GIVEN REQUEST » In the drain exploration account, copy the part between "The passage now" and "the source of.", inclusive, swapping "souvenir" for "keepsake".

PASSAGE TO READ »
Fairly soon we left the other side of the tunnel and were in open streamway alongside some student accommodation. We turned our lights off to avoid being seen. Up and down the walls of the stream there were vaguely philosophical graffitied slogans – part of the ‘Hungry Horace’ series of graffiti pieces. It wasn’t long before we hit an impassable weir and were forced to turn back.
Early one evening Horace was crying and drinking in a shed. It was darker within than outside until a lime green mutant tricked her way inside, much to my eventual decay and her self indulgent chagrin; and so a soiled river did flow until meeting Enid, overlooking a swamp.
Enid had been the wish of a shooting star and was armed with the most beautiful song; as summer gave way to an Autumnal haze she cradled Bella in her palm, and soon they became inseparable – Enid revealed the alchemy of her grace, teaching Horace love, hope and the preparation of basic foodstuffs as Bella balanced on the edge of every ledge, fixing all the broken with her secret magic potion until a fisherman bequeathed the three friends a boat, in which they followed a sun across an ocean.
– Hungry Horace
We retraced our steps, made it out of the entrance and began following the downstream flow carefully, so as not to alert the three police vehicles parked directly above the downstream tunnel. Once inside I marvelled at the sheer number and variety of spiders dotting the entire wall and ceiling space of the tunnel – while Siân recoiled at them. We followed the shallow but strong flow through the left tunnel, on the instruction of a fellow member of the society. Soon we came to a complex junction with strong currents and multiple outflows and inflows, sticking to the instructions we hugged the left wall and carried on. I noted the bizarre positioning of a ‘Mind your Head’ sign; presumably for drain workers, the sign was on display on an archway far higher than any normal human, one can only assume Sheffield County Council employs the Harlem Globetrotters to maintain their drains.
The next passage of the tunnel was some 5m lower than the junction and so there was a prolonged slope connecting the two – this bumped up the water flow quite a lot and my trousers, thus far protected from the foul water, were soon soaked. I was not looking forward to the walk back up the slope.
The passage now consisted of three parallel tunnels connected by arches. To avoid going in deep water we switched between the tunnels as we went along. Whilst paying close attention to where I was putting my feet I stumbled across a dodgy-looking disc labelled ‘Teen Thailand 5’ in felt-tip pen, unsurprisingly I did not take it home as a souvenir – the sequels are never as good as the original. All along the passage there was an omnipresent odour of death, occasionally the smell of decaying animal (I hope…) would become too strong and sometimes it would mercifully subside, but it was always there… This was a stench I dared not seek the source of.
“What would you do if we found a dead body?” the ever-cheerful Siân piped up – she also must have caught a whiff of death.
“I don’t know,” I responded “hopefully that problem won’t arise, but I guess I’d report it or something…” This short conversation put us both on edge for the rest of the trip – dark Victorian drains have the drawback of being creepy as hell.

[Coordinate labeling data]

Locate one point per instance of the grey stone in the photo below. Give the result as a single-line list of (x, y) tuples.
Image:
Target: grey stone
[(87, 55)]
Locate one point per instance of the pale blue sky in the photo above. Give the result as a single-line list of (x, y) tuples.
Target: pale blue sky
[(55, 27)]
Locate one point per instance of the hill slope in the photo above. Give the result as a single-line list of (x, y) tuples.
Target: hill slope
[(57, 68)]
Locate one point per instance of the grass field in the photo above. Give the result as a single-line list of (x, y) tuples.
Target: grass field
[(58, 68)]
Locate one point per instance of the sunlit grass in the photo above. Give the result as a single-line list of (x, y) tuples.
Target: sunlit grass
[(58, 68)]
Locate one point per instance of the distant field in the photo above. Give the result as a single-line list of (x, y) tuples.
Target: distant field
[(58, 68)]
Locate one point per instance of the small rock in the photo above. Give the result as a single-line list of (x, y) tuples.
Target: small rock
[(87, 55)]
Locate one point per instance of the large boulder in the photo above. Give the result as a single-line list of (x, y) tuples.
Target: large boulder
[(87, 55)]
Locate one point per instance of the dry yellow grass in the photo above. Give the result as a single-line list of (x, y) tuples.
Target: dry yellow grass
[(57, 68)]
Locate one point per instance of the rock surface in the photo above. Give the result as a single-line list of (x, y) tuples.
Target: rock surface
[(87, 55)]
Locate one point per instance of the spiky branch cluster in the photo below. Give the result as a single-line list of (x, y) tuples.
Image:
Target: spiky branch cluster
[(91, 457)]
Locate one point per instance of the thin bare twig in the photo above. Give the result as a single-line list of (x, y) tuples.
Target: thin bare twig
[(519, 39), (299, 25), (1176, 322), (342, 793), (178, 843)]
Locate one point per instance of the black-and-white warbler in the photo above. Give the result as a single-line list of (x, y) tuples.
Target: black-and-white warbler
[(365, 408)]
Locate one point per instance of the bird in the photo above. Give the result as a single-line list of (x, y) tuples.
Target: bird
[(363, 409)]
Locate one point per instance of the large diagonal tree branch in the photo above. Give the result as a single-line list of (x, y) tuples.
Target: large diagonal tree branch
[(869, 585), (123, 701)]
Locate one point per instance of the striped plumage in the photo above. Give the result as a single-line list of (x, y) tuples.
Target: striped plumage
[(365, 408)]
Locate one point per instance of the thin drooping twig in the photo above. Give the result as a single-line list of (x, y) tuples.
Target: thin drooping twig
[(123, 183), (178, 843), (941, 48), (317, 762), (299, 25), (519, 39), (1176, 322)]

SOLUTION TO THIS EXERCISE »
The passage now consisted of three parallel tunnels connected by arches. To avoid going in deep water we switched between the tunnels as we went along. Whilst paying close attention to where I was putting my feet I stumbled across a dodgy-looking disc labelled ‘Teen Thailand 5’ in felt-tip pen, unsurprisingly I did not take it home as a keepsake – the sequels are never as good as the original. All along the passage there was an omnipresent odour of death, occasionally the smell of decaying animal (I hope…) would become too strong and sometimes it would mercifully subside, but it was always there… This was a stench I dared not seek the source of.